ドル円相場を論じた記事を、最後の文のあとから引き継いで書き進める。

### 本文抜粋
"""
FX攻略.com ズバリ!今週の為替相場動向 2021年3月22日号
先週のドル円相場は
高値圏でのもみ合いとなった。米国債利回りの上昇を背景としたドル買いで週初に109.36円と昨年6月以来の高値を更新したが、その後はFOMC会合を控えて利益確定の売りも入った。
FOMCは予想通り金融政策の現状維持を全会一致で決定。メンバーの金利予想(ドットプロットチャート)で2023年末までのゼロ金利維持が引き続き多数を占めたことから、108円台後半へ反落した。
2023年末まで利上げなし?
今回のFOMCを受けて、大手新聞は「FRBは少なくとも2023年末までゼロ金利政策を維持する方針を表明した」(参考:日本経済新聞)などと報じているが、果たしてそうだろうか。
まずFOMC声明全文を読んでみよう。「労働市場の状況が委員会の最大雇用の評価に一致する水準に達し、インフレ率が2%に上昇して当面の間2%をやや超えるような軌道に乗るまで、この目標誘導レンジを維持する」と記されているだけで、「2023年末までゼロ金利政策を維持する」とはどこにも書いていない。
パウエルFRB議長の会見でも、「2023年末まで利上げしない」とは一言も言っていない。「今回の会合では大半のメンバーが予測期間において利上げを見込まなかった」と言っているだけだ。
"""
### 提供データ
"""
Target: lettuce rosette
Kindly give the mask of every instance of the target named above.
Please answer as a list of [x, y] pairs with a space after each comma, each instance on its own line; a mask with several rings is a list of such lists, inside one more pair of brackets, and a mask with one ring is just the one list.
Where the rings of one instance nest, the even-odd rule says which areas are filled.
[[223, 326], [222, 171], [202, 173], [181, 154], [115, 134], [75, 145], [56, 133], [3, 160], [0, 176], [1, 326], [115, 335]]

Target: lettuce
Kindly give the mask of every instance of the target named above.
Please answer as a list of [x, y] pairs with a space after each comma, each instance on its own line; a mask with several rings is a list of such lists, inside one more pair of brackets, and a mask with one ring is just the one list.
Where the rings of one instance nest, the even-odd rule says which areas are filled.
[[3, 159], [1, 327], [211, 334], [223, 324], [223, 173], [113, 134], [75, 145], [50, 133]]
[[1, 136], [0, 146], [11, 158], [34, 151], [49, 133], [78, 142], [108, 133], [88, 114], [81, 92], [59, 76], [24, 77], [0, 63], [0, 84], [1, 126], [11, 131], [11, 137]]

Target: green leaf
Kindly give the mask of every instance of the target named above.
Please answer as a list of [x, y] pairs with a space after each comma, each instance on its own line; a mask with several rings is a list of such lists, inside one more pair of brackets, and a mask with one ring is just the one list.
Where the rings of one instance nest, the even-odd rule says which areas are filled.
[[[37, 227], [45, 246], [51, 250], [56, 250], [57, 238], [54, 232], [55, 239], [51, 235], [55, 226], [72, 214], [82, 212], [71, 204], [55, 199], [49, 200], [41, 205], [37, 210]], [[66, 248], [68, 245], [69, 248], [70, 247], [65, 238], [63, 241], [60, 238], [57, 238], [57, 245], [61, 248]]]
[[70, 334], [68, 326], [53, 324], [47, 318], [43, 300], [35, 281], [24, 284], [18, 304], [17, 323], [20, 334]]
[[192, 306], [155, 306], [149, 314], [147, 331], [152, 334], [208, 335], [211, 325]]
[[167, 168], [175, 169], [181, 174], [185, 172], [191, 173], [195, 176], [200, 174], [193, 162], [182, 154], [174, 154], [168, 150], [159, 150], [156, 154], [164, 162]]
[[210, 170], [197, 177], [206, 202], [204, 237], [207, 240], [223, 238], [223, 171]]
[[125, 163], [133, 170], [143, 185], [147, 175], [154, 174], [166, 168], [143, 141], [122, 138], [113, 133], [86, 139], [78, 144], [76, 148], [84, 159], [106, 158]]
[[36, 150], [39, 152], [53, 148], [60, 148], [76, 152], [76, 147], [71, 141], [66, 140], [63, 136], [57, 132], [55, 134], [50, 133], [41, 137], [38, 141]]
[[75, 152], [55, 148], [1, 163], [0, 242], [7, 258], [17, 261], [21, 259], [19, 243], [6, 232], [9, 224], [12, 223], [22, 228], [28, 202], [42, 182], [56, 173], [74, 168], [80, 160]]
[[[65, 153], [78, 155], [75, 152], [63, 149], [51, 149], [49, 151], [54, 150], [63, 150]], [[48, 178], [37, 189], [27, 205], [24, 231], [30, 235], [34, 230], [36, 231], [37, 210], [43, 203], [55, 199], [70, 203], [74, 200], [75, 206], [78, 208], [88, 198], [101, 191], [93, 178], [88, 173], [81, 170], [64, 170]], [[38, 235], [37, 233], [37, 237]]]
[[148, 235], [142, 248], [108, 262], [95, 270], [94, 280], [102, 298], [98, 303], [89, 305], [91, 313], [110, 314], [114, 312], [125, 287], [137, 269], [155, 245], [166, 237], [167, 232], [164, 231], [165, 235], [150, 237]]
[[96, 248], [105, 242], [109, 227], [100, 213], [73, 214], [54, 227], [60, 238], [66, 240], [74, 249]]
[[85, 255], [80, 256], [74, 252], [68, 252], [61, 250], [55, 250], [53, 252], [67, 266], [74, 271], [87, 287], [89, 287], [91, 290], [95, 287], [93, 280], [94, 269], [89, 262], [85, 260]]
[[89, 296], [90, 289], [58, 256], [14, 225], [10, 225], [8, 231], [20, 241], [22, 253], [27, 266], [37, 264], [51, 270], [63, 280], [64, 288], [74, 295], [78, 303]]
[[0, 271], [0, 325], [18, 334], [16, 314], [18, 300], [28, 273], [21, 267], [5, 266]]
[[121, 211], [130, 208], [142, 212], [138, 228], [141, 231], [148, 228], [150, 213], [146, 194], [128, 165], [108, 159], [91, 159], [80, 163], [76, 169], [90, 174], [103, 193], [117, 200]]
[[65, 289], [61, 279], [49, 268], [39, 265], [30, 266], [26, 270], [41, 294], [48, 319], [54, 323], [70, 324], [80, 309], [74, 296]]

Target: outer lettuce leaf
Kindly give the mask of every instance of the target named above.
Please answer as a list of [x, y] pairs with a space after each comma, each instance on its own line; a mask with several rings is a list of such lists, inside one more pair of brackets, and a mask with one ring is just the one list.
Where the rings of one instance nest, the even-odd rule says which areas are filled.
"""
### 解答
ドットプロットチャートの変化
大手新聞が「2023年末までゼロ金利政策を維持する」と報じている根拠は、ドットプロットチャートの中央値だ。今回のドットの分布を見ると、ゼロ金利維持の予想が、2021年(18人全員)、22年(18人中14人)、23年(18人中11人)と確かに最多となっている。
今回3月のドットプロットチャート 出所:FOMC付属資料
しかし一方では、2022年末までの利上げを見込むメンバーは4人、2023年末までの利上げを見込むメンバーは7人もいる(あと2人多かったら9対9でイーブンだ)。しかもその数は、前回12月(それぞれ1人、5人)から増えているのである。
前回12月のドットプロットチャート 出所:FOMC付属資料
景気回復が早まる
またメンバーは、財政出動やワクチン普及で、景気は想定よりも早く回復すると予測しており、今年第4四半期にはGDPが前年同期比+6.5%、物価上昇率(コアPCE)が同+2.2%まで上昇し、失業率は4.5%まで低下すると見込む。いずれも前回から大幅な改善だ。
メンバーの経済予測(中心値) 出所:FOMC付属資料
パウエル議長が定義する利上げの条件は「完全雇用と評価する水準に達し、インフレ率が2%に上昇して2%を緩やかに上回る状態が続くこと」だが、早くも今年末にはそれに近い状態になることになる。
これで「少なくとも2023年末までゼロ金利政策を維持」と言い切れるだろうか? 筆者にはむしろ、今年中にも利上げに向けた地ならしが始まってもおかしくないように思える。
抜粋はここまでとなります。